*SELECTED EXCERPT*
——

Lecture 12: Matrix Notation for Regression

In matrix notation, the ordinary least squares (OLS) estimates of simple linear regression and factorial analysis is a straightforward generalization:

\[ y = \beta X + \epsilon \]

Here, \(\beta\) represents a vector of regression coefficients (intercepts, group means, etc.), \(X\) is an \(n\times k\) “design matrix” for the model (more on this later), and where \(\epsilon \sim {\cal N}(0, \sigma^2)\).

The (maximum likelihood) estimate of the \(\beta\) vector is given by:

\[\hat{\beta}=\left(\mathbf{X}^T\mathbf{X}\right)^{-1}\mathbf{X}^Ty\]

is a design matrix with two columns (1, X), a very simple case. An even SIMPLER case is to only have an intercept column, where every element is = 1. This is equivalent to just estimating a mean and standard deviation. Walking through this (as below) may provide some intuition for why a column of 1’s is an “intercept”.

1. Model and notation

The model in question is just:
\[ Y \sim {\cal N}(\beta_0, \sigma^2) \]

(Obviously, \(\beta_0\) = \(\mu\) = \(\alpha\), as the intercept is the mean)

We learned that the OLS estimate of \(\beta_0\) was: \[ \widehat{\beta_0} = {1\over n} \sum_{i=1}^n Y_i\]

It turns out, a more general solution for \(\beta\) (including \(\beta_0\)) is: \[ \hat{\beta}=\left(\mathbf{X}^T\mathbf{X}\right)^{-1}\mathbf{X}^Ty\]

In this notation, \(y\) is the vector of observations \(Y_i\). In the case of only an intercept, \(X\) is just a column vector of 1’s. In the following example, assume a vector \(Y = (1,2,3)\), and \(X = \left( \begin{array}{c}1\\1\\1\end{array} \right)\). In R:

(Y <- 1:3)

——

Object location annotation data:

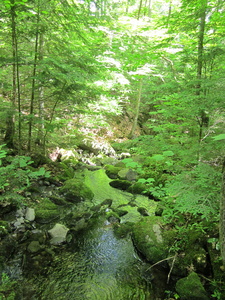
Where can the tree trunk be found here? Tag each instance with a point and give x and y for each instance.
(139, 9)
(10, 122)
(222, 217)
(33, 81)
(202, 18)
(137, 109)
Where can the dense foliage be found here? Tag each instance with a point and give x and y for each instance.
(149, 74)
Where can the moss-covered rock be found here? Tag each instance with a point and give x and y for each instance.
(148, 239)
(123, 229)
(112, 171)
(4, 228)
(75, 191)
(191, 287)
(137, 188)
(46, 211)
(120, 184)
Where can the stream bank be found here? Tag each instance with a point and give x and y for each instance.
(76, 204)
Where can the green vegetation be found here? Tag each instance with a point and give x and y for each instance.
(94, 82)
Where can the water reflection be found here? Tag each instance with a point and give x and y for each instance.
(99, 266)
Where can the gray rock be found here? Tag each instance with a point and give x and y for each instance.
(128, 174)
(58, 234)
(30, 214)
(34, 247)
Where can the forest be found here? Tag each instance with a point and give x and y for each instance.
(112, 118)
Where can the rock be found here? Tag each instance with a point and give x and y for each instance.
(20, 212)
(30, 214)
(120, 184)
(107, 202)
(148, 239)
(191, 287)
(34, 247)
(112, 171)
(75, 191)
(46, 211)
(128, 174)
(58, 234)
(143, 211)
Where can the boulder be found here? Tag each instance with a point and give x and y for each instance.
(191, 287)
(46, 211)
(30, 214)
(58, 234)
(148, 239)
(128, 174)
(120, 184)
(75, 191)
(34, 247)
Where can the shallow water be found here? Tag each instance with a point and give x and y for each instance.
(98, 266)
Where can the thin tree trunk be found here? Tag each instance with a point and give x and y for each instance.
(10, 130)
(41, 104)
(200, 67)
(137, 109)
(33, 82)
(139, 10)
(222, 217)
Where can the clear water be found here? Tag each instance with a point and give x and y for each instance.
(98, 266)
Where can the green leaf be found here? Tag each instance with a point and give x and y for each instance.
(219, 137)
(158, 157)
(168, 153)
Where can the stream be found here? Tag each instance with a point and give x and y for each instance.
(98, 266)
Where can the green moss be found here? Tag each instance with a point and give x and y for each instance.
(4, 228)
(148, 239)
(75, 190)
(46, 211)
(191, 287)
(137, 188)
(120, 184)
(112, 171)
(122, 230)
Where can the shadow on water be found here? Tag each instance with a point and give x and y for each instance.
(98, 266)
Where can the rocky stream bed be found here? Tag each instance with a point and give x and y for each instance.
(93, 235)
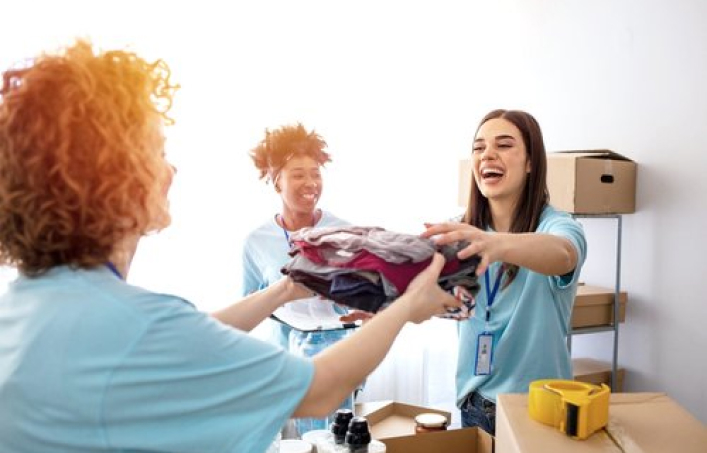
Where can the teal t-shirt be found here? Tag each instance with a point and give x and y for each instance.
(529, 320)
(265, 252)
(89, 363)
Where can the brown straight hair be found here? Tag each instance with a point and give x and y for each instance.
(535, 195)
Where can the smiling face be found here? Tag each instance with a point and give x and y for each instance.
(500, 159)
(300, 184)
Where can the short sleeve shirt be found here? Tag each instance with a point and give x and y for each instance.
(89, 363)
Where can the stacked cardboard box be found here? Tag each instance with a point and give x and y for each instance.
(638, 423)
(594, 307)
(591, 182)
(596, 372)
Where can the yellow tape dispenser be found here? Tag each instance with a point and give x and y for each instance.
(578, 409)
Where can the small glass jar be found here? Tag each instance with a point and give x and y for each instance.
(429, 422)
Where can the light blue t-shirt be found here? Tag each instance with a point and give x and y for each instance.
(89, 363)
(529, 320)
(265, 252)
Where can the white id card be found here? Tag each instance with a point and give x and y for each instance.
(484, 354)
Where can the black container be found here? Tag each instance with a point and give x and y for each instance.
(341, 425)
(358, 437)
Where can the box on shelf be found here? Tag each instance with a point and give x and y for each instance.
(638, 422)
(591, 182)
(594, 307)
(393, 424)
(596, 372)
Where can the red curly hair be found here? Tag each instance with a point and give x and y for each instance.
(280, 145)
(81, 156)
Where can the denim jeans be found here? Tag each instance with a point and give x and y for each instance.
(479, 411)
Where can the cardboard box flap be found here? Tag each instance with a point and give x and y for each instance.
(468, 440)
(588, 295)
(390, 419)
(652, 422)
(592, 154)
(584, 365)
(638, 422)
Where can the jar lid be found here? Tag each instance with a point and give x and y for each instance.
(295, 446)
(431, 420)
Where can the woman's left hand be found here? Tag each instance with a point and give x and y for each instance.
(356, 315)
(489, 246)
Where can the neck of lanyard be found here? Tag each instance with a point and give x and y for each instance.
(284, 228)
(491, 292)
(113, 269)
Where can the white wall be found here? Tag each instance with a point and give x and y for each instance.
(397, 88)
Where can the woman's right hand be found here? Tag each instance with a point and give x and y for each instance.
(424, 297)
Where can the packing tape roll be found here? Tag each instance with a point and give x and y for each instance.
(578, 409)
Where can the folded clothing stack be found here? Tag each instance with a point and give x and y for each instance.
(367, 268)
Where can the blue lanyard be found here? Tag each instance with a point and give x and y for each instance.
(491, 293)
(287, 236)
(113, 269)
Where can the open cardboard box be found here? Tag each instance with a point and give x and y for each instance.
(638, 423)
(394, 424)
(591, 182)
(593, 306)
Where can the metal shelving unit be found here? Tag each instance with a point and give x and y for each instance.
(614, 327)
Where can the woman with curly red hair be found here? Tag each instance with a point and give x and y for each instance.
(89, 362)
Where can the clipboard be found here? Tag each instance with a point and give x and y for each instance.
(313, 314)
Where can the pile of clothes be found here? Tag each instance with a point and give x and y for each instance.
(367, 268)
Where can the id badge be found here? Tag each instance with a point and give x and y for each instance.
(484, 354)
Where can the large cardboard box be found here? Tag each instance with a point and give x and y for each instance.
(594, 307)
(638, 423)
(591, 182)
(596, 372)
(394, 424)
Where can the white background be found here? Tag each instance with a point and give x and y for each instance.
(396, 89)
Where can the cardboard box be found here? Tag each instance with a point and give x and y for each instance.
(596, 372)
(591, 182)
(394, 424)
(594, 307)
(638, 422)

——

*TASKS FOR THIS EXERCISE*
[1] Answer these questions about the matrix notation lecture:
(a) What dimensions does the design matrix \(X\) have in the general model?
(b) According to the lecture, what does the intercept equal?
(c) In the R example, what vector is assumed for \(Y\)?
[2] Can you reproduce the part of the listing that opens with the line containing "Where can the metal" and runs through the end of the listing, including the requests? Multiply every coordinate in the answers by 0.7, round to whole numbers with halves rounded up, and give only these lines.

*OUTPUTS FOR THE TASKS*
[1]
(a) \(n\times k\)
(b) The mean
(c) \(Y = (1,2,3)\)

[2]
Where can the metal shelving unit be found here? Tag each instance with a point and give x and y for each instance.
(430, 229)
Where can the woman with curly red hair be found here? Tag each instance with a point and give x and y for each instance.
(62, 253)
Where can the clipboard be found here? Tag each instance with a point and give x and y for each instance.
(219, 220)
Where can the pile of clothes be found here? Tag each instance with a point and give x and y for each instance.
(257, 188)
Where can the id badge be found here? Tag each instance with a point and give x and y for each instance.
(339, 248)
Where can the large cardboard box be found here? Tag each instance with a point and give x and y for each instance.
(416, 215)
(447, 296)
(414, 127)
(417, 260)
(276, 297)
Where can the white background be found here? Tag each instance with a point and give x and y for each instance.
(277, 62)
Where can the cardboard box be found here? Tag each instance with a point and give x and y for each instance.
(417, 260)
(414, 127)
(276, 297)
(416, 215)
(447, 295)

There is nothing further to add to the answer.